Assignment -> The full listing below is to be written out exactly.

Dataset records ->
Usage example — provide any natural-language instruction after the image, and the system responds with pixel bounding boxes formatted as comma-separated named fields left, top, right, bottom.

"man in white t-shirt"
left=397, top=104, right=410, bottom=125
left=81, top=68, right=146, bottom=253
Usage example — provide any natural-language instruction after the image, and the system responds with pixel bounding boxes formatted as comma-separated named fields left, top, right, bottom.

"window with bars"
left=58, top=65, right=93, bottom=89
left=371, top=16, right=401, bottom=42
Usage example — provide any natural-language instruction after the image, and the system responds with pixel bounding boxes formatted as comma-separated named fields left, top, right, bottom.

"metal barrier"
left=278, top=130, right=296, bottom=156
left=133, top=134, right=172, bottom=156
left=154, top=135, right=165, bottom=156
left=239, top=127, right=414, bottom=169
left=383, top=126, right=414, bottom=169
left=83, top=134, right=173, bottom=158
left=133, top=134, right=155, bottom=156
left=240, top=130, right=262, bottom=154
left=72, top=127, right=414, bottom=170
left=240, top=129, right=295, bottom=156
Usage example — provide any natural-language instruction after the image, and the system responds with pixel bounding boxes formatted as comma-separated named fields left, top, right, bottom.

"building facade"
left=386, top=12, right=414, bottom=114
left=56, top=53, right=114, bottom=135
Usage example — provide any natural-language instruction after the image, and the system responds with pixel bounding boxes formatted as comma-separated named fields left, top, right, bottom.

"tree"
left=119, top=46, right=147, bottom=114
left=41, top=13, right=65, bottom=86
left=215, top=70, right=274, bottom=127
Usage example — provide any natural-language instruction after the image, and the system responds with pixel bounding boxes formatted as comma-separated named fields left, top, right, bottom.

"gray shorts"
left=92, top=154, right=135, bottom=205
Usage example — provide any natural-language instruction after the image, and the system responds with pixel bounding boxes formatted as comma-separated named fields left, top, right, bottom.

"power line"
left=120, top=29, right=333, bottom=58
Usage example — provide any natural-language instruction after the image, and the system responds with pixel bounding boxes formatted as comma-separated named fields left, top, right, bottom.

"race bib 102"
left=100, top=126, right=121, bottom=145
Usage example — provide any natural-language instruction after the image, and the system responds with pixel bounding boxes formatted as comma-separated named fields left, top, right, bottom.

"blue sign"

Answer for this exercise ->
Usage example — provide any natural-language instruction after the image, and the system responds with pixel bounding boxes formatted as comma-separated named fields left, top, right, bottom.

"man in white t-shirt"
left=397, top=104, right=410, bottom=125
left=81, top=68, right=146, bottom=253
Usage example — provide any natural-language instruction after the image, and the system responds with pixel bounding boxes formatted as comma-separated named fields left, top, right, bottom.

"window with bars"
left=58, top=65, right=93, bottom=89
left=371, top=16, right=401, bottom=42
Usage example — provide any natural-language instruction after the image, and the system responds with pixel bounding boxes formatted as comma-separated named fields left, top, right, bottom.

"metal barrier"
left=278, top=130, right=296, bottom=156
left=133, top=134, right=172, bottom=156
left=154, top=135, right=165, bottom=156
left=239, top=127, right=414, bottom=169
left=383, top=126, right=414, bottom=169
left=83, top=134, right=173, bottom=158
left=133, top=134, right=155, bottom=156
left=240, top=130, right=262, bottom=154
left=72, top=127, right=414, bottom=170
left=240, top=129, right=295, bottom=156
Usage example — provide any natural-language instruction after the image, and the system responds with pixel bounding boxes formatted as comma-separated named fields left, top, right, bottom.

"building facade"
left=386, top=12, right=414, bottom=114
left=56, top=53, right=114, bottom=135
Usage example — provide any natural-language instruction after the image, and the system responds with pixel bounding boxes formatted as comma-separated named fields left, top, right, bottom.

"tree"
left=119, top=46, right=147, bottom=114
left=41, top=13, right=65, bottom=86
left=215, top=70, right=274, bottom=127
Usage example — provide any natural-language instruction after the image, and the system responds with pixel bounding boxes formatted as comma-separated named fields left, top, right, bottom.

"gray shorts"
left=92, top=154, right=135, bottom=205
Usage example — provide any natural-language instruction after the image, and the system responds with pixel bounding boxes formatted as comma-separated named fields left, top, right, bottom.

"power line"
left=120, top=29, right=333, bottom=58
Usage example — provide any natural-language instruction after the image, and the system responds with pixel bounding boxes formatted as comma-separated named fields left, top, right, bottom.

"race bib 102"
left=100, top=126, right=121, bottom=145
Usage example — provide any natural-language instruction after the image, and the system responds with pixel bounding boxes formatted as comma-separated named fields left, top, right, bottom.

"blue sign"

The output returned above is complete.